• WHAT IS EXPECTED: Copy all of the records below verbatim.

[Dataset items]
______________________________
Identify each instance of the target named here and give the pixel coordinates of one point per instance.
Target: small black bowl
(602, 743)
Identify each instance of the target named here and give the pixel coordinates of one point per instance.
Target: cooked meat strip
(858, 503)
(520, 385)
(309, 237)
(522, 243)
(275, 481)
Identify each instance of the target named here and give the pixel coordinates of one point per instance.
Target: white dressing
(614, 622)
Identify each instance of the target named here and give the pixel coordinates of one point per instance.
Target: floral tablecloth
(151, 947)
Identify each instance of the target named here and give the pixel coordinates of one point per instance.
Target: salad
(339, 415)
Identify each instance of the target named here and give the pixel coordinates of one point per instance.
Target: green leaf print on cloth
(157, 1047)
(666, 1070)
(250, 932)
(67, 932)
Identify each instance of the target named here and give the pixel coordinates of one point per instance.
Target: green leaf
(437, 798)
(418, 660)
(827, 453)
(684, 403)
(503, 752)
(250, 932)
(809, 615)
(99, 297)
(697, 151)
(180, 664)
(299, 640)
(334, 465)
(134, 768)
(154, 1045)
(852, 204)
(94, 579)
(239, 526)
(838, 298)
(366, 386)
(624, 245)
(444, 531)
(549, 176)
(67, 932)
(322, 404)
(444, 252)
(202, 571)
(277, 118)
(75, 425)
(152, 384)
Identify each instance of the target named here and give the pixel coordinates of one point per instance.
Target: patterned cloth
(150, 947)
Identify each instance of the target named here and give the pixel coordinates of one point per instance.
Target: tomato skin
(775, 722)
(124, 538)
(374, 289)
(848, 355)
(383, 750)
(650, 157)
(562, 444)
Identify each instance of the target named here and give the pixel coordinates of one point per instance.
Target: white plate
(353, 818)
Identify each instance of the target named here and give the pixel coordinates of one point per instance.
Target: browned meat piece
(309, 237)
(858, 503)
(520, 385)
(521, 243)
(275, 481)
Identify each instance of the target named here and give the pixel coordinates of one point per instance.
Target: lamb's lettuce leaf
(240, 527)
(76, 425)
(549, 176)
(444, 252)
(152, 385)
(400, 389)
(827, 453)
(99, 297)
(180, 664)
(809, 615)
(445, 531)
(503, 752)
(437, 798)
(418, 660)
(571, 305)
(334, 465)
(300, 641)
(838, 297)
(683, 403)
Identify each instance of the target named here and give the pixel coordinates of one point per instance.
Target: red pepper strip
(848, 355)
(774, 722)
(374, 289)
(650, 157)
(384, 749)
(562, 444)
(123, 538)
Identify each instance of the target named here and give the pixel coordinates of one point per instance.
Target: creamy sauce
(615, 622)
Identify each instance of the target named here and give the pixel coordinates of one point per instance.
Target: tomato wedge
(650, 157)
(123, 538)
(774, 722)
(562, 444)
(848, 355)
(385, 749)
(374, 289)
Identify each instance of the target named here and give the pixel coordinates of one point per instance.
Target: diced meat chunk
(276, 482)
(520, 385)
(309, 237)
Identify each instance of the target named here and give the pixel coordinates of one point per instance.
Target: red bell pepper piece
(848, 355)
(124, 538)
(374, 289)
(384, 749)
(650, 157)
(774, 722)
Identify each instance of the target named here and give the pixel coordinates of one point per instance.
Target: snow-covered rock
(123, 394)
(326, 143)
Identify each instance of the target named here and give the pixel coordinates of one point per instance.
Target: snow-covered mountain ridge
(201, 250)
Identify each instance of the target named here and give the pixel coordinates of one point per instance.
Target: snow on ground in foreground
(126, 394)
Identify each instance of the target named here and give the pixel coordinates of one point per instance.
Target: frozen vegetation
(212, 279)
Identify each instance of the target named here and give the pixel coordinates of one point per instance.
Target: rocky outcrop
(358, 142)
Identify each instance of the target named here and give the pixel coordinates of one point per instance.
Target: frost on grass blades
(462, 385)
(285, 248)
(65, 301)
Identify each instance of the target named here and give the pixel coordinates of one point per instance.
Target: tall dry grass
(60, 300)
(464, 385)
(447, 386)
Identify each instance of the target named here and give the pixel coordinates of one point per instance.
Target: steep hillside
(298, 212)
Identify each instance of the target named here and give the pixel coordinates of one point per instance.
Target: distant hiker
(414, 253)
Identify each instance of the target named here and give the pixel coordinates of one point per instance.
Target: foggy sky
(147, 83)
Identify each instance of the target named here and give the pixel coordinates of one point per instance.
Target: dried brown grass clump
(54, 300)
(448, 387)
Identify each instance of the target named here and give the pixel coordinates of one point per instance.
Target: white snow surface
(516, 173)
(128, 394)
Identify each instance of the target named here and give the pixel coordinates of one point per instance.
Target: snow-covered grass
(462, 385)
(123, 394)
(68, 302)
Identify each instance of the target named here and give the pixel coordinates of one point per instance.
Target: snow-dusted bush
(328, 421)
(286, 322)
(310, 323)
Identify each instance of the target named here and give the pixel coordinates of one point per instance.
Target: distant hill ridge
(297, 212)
______________________________
• ANSWER TO THIS EXERCISE:
Identify each instance of the target named here and give the pixel coordinates of one point per instance.
Target: small black bowl
(602, 743)
Identify each instance of the target named here and give the pixel coordinates of one point per instance.
Target: cooked meat strip
(858, 503)
(520, 385)
(309, 237)
(522, 243)
(275, 481)
Identify each instance of the target named here and give the pixel coordinates of one point per instance.
Target: white dressing
(614, 622)
Identify each instance of the target named here and give the pixel coordinates of one point per instance.
Target: floral tablecloth
(151, 947)
Identify each instance of the target named here and give the pixel coordinates of one point per instance.
Target: salad
(339, 415)
Identify each instance of the target named here and give the pixel coordinates of one point per instance.
Target: green leaf print on cloth
(157, 1047)
(666, 1070)
(250, 932)
(67, 932)
Identify each instance of the target named here and give the pixel coordinates of one point per instance.
Target: green leaf
(437, 798)
(418, 660)
(827, 453)
(684, 403)
(503, 752)
(250, 932)
(809, 615)
(99, 297)
(697, 151)
(180, 664)
(299, 640)
(334, 465)
(134, 768)
(154, 1045)
(852, 204)
(94, 579)
(239, 526)
(838, 298)
(366, 386)
(624, 245)
(444, 531)
(549, 176)
(67, 932)
(322, 404)
(444, 252)
(202, 571)
(277, 118)
(75, 425)
(152, 384)
Identify each instance of the target named here and give the pixel coordinates of one point per instance.
Target: patterned cloth
(150, 947)
Identify each instance of the target named here and give the pixel coordinates of one point per instance.
Target: tomato skin
(775, 722)
(124, 538)
(374, 289)
(848, 355)
(383, 750)
(650, 157)
(562, 444)
Identify each instance of the target named here and give the pixel coordinates of one point per instance.
Target: white plate
(353, 818)
Identify each instance of the target named here and give the pixel coordinates of one point per instance.
Target: browned meat piece
(309, 237)
(858, 503)
(520, 385)
(521, 243)
(275, 481)
Identify each instance of the target named here and give the pixel coordinates of one point per instance.
Target: lamb's lettuce leaf
(240, 527)
(76, 425)
(549, 176)
(444, 252)
(152, 385)
(400, 389)
(827, 453)
(99, 297)
(180, 664)
(809, 615)
(445, 531)
(503, 752)
(437, 798)
(418, 660)
(571, 305)
(334, 465)
(300, 641)
(838, 297)
(683, 403)
Identify each instance of the target named here and give the pixel coordinates of one point per instance.
Target: red pepper strip
(848, 355)
(774, 722)
(374, 289)
(650, 157)
(384, 749)
(562, 444)
(123, 538)
Identify each instance of the target named here and give the pixel coordinates of one point per instance.
Target: creamy sauce
(615, 622)
Identify each instance of the target named here and give the pixel coordinates of one point per instance.
Target: tomato wedge
(650, 157)
(123, 538)
(774, 722)
(562, 444)
(848, 355)
(385, 749)
(374, 289)
Identify each instance of the target named here and give the pixel coordinates of one point per instance.
Target: diced meat chunk
(276, 482)
(520, 385)
(309, 237)
Identify each instance of the target named here and give the pixel coordinates of one point per instance.
Target: red bell pepper piece
(848, 355)
(124, 538)
(374, 289)
(384, 749)
(650, 157)
(774, 722)
Identify each instance of the target named here and give the pixel coordinates of one point per instance.
Target: snow-covered rock
(123, 394)
(326, 143)
Identify each instance of the target named here and give the pixel coordinates of one point per instance.
Target: snow-covered mountain ridge
(201, 250)
Identify each instance of the target named here and give the pixel coordinates of one point per instance.
Target: snow on ground in foreground
(126, 394)
Identify each instance of the target named here and give the pixel coordinates of one point per instance.
Target: frozen vegetation
(212, 279)
Identify each instance of the target named here and give the pixel coordinates of one point per instance.
Target: rocky outcrop
(358, 142)
Identify each instance of the target named here and give the pixel coordinates of one point per instance.
Target: frost on grass blades
(462, 385)
(285, 248)
(65, 301)
Identify each instance of the target named here and give the pixel coordinates of one point per instance.
Target: tall dry grass
(60, 300)
(464, 385)
(447, 386)
Identify each instance of the target named here and give the pixel coordinates of one point per instance.
Target: steep hillside
(298, 212)
Identify each instance of the target named here and give the pixel coordinates of one point per instance.
Target: distant hiker
(414, 253)
Identify each instance of the target named here and give the pixel coordinates of one point per instance.
Target: foggy sky
(147, 83)
Identify each instance of the target named here and give the pixel coordinates of one point per instance.
Target: dried brown grass clump
(54, 300)
(448, 387)
Identify each instance of the target named here and give the pixel coordinates of one point per instance.
Target: white snow surface
(516, 173)
(128, 394)
Identify each instance of the target named here and give the pixel coordinates of one point per instance.
Target: snow-covered grass
(462, 385)
(123, 394)
(68, 302)
Identify each instance of the target named here and give the pixel coordinates of one point per instance.
Target: snow-dusted bush
(328, 421)
(286, 322)
(310, 323)
Identify each instance of the target named here and give the pixel coordinates of one point per instance.
Target: distant hill ridge
(297, 212)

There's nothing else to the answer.